- [Your goal]: Check each line of the listing, and copy it if it contains the word "positive".

- [Given data]:

******

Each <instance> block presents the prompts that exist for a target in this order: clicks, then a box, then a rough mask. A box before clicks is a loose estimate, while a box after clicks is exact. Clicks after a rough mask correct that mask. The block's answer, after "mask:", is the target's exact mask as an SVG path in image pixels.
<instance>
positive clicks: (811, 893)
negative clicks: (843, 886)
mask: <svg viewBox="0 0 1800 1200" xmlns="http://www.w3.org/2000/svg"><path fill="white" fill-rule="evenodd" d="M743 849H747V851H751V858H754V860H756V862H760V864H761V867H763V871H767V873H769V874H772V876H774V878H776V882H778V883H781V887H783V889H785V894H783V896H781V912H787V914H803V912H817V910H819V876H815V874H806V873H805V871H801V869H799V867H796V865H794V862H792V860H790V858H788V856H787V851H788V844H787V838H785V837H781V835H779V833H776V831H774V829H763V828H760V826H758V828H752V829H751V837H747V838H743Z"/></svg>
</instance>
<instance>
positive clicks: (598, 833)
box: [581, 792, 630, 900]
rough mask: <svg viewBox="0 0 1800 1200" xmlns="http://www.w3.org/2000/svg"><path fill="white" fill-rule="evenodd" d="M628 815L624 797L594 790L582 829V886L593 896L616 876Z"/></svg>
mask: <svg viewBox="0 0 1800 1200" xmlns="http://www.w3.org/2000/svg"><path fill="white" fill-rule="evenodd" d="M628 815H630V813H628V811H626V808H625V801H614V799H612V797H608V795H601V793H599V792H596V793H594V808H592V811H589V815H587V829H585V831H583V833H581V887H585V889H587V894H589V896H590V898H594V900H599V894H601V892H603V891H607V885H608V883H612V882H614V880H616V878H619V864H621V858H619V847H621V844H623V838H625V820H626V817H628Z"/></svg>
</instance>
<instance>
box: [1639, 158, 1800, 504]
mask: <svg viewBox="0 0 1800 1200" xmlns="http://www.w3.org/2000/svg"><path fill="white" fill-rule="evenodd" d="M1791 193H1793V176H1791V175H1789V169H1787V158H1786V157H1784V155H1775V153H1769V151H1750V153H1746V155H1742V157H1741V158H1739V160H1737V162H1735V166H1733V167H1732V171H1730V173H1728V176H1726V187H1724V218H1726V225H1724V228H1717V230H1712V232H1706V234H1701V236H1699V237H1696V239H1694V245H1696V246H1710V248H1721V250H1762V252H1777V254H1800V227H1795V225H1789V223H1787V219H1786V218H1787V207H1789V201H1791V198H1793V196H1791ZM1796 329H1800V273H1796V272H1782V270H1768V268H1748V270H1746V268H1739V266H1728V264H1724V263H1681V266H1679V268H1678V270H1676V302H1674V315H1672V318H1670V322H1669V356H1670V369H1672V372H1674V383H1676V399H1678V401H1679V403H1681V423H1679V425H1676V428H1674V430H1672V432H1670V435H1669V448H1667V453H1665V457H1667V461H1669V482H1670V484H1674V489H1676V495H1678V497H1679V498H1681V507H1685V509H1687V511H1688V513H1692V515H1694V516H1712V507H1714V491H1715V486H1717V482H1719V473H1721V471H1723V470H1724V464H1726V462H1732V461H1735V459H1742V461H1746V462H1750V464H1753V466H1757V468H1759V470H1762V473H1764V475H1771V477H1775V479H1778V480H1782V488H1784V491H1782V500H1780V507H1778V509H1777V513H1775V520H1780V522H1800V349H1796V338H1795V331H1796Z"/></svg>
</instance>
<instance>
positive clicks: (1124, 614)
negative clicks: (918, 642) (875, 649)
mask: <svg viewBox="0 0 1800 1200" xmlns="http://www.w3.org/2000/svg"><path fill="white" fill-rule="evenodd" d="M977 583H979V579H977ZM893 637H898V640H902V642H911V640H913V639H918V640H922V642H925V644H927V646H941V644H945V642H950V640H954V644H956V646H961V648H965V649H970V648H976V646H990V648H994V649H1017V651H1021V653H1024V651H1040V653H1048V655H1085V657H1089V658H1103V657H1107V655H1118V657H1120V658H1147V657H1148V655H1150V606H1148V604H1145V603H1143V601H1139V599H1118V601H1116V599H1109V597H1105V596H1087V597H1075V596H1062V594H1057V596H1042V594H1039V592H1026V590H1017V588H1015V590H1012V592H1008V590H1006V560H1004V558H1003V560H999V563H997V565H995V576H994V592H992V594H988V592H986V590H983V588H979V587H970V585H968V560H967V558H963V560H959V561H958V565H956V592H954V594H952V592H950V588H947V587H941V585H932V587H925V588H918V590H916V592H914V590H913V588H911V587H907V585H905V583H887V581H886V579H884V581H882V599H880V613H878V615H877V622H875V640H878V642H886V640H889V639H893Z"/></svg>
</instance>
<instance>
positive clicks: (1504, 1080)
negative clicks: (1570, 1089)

******

- [Completed exercise]:
positive clicks: (811, 893)
positive clicks: (598, 833)
positive clicks: (1124, 614)
positive clicks: (1504, 1080)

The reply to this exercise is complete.